━━ Document text

As one of the authors of the Thoughtworks Technology Radar I’d known about the transformer technology at the heart of the current wave of AI for quite a while. We had mentioned Google’s BERT in 2019. I had also read the Stochastic Parrot paper when it came out in 2021.

However, like for almost everyone else, the release of ChatGPT proved to be a turning point. Now, this technology wasn’t a component to be used in the systems we built, it became something with potential to assist in the writing of software itself.

Then, GitHub Copilot became available, and I started experimenting with it almost immediately. You can read a post on me Taking Copilot to difficult terrain on this site. At the time I found Copilot helpful to a certain extent but I didn’t feel it could write complex code.

What I did last summer

Fast forward to 2025 and the arrival of much more capable models and better tooling. During the summer I used Windsurf with Sonnet 3.5 to implement a feature for CCMenu. (CCMenu is an open source Mac app that I maintain.) If you want to see the details, have a look at the commits in July 2025.

Windsurf did speed up writing code, but I felt short-changed. The AI was doing what I love, writing code, while I now had to do stuff I don’t like: writing specifications and reviewing mediocre code. My LinkedIn post on the topic got a fair bit of attention:

Agentic coding

The semantic diffusion of the term “agentic” happened with breathtaking speed, but in the context of software development it’s probably fair to say that an agentic tool is defined by its abilities to work in multiple files at the same time and to call external tools.

━━━━

> [Exercise A]
According to the text on AI coding tools, why did the author feel short-changed after using Windsurf on the CCMenu feature? Answer in one to three sentences.
> [Exercise B]
State whether each statement agrees with the text on AI coding tools. Answer yes or no, and quote the words from the text that decide it.
(i) The Technology Radar had mentioned Google's BERT in 2019.
(ii) When the author first tried Copilot, the author felt it could write complex code.
(iii) CCMenu is a closed-source Windows application.
> [Exercise C]
List every AI product or model named in the text on AI coding tools.
The records that follow the text come from a separate source.

━━ Excerpted records

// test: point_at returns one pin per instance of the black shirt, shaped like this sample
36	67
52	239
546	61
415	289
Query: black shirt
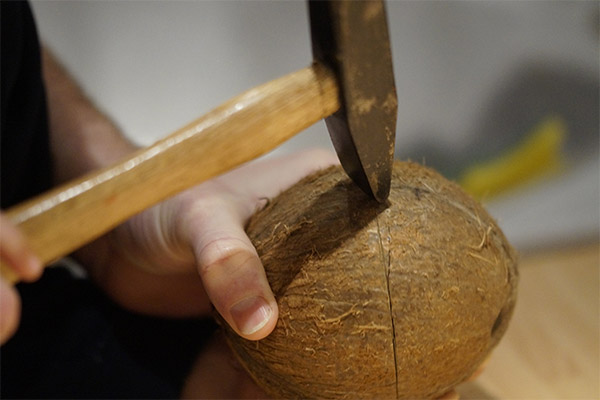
73	342
25	155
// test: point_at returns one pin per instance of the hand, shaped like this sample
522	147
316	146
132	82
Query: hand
190	251
15	255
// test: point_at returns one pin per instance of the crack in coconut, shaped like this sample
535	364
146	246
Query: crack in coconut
355	279
387	266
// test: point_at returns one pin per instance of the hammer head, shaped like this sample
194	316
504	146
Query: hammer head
351	38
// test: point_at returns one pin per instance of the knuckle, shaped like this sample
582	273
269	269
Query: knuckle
226	251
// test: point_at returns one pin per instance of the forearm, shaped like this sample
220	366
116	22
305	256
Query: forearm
82	138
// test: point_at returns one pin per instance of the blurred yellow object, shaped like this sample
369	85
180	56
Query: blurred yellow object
539	153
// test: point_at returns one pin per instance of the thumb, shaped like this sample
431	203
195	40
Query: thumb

━━━━

> [Exercise result A]
The author felt short-changed because the AI was doing the part of the work the author loves, writing code. Meanwhile, the author was left with tasks they dislike: writing specifications and reviewing mediocre code.

> [Exercise result B]
(i) Yes: "We had mentioned Google’s BERT in 2019."
(ii) No: "I didn’t feel it could write complex code."
(iii) No: "CCMenu is an open source Mac app that I maintain."

> [Exercise result C]
- BERT
- ChatGPT
- GitHub Copilot
- Windsurf
- Sonnet 3.5